__Documento__:
-*-*-

Domingo II Cuaresma (C)

4-3-2007 DOMINGO II CUARESMA (C)
Gn. 15, 5-12.17-18; Slm. 26; Flp. 3, 17-4, 1; Lc. 9, 28b-36
Queridos hermanos:
Cuando confieso o hago dirección espiritual con la gente, una de las preguntas que suelo plantear es si hacen oración. Alguna gente me dice que sí, que reza. Y yo les digo que no pregunto si rezan, sino si “hacen oración”. Alguna gente me contesta que no hace oración, pero que habla con Dios. Y yo le aclaro que hay que distinguir entre rezos (recitación de las oraciones ya hechas como el credo, el Ave María…) y la oración, o sea, el diálogo con Dios utilizando nuestras propias palabras y/o pidiendo y/o dando gracias y/o alabando simplemente a Dios, y les digo que esto sí que es oración. Una vez aclarado lo que es “hacer oración”, doy un paso más para profundizar y les pregunto si escuchan a Dios. Y es que la oración principalmente no se hace, sino que se recibe; no es acción nuestra, sino de El. Lo que importa en la oración no es tanto lo que nosotros le decimos o pedimos a El, sino y sobre todo lo que El nos dice a nosotros. Dios nos habla al corazón, nos habla a través de los acontecimientos de nuestra vida ordinaria, nos habla a través de lo que leemos o a través de lo que se nos dice.
Las lecturas de hoy nos hablan del diálogo entre Dios y sus hijos (Abrahán, el salmista, S. Pablo, Jesús). Es importante darse cuenta que el tiempo de Cuaresma, más que un tiempo de mortificación y de penitencia, es un tiempo de silencio, de escuchar a Dios, de pararse y dejar de lado las cosas mundanas y volverse hacia El.

-*-*-

__Líneas facilitadas__:
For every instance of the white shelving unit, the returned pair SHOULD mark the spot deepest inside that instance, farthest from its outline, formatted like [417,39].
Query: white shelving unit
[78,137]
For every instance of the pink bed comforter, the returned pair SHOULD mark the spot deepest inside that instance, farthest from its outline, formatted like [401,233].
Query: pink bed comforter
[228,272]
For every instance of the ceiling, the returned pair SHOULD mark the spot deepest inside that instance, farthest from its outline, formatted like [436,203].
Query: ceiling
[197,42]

-*-*-

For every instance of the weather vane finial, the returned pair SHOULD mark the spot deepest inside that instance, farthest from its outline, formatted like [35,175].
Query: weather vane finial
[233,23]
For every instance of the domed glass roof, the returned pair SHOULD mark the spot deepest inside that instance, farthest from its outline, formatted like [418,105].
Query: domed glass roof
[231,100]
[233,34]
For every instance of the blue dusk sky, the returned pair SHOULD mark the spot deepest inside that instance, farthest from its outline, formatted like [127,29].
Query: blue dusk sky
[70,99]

-*-*-

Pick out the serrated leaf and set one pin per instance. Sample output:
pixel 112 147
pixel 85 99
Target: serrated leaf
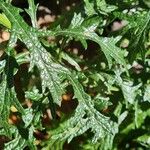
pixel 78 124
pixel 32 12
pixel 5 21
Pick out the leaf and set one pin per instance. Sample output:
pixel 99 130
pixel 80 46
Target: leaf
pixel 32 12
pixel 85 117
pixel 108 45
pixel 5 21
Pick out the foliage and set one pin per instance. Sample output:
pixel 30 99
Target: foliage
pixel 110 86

-*-*-

__Objetivo del ejercicio__: Prosiga la homilía sobre la oración y la escucha de Dios a partir de su última frase.

__Respuesta__:
- En la primera lectura se nos dice que es Dios quien toma la iniciativa de hablar con Abrahán. Así, aprendemos que la iniciativa de acercarnos a Dios no procede nunca de nosotros, sino de El, que siempre nos busca y nos encuentra y nos habla. Lo que Dios nos dice no coincide, la mayoría de las veces, con lo que nosotros pensamos o deseamos, y parece algo irrealizable: a Abrahán le prometió una gran descendencia, cuando él era ya muy mayor y su mujer también, además de estéril; asimismo Dios prometió a Abrahán un gran territorio, cuando éste no tenía ni un ejército para conquistarlo ni dinero para comprarlo. Veamos la postura de Abrahán para aprender nosotros: 1) Abrahán pregunta a Dios, es decir, dialoga con El: “Señor Dios, ¿cómo sabré yo que voy a poseer la tierra que me prometes?” 2) Abrahán cree al Señor y acepta lo que El le dice.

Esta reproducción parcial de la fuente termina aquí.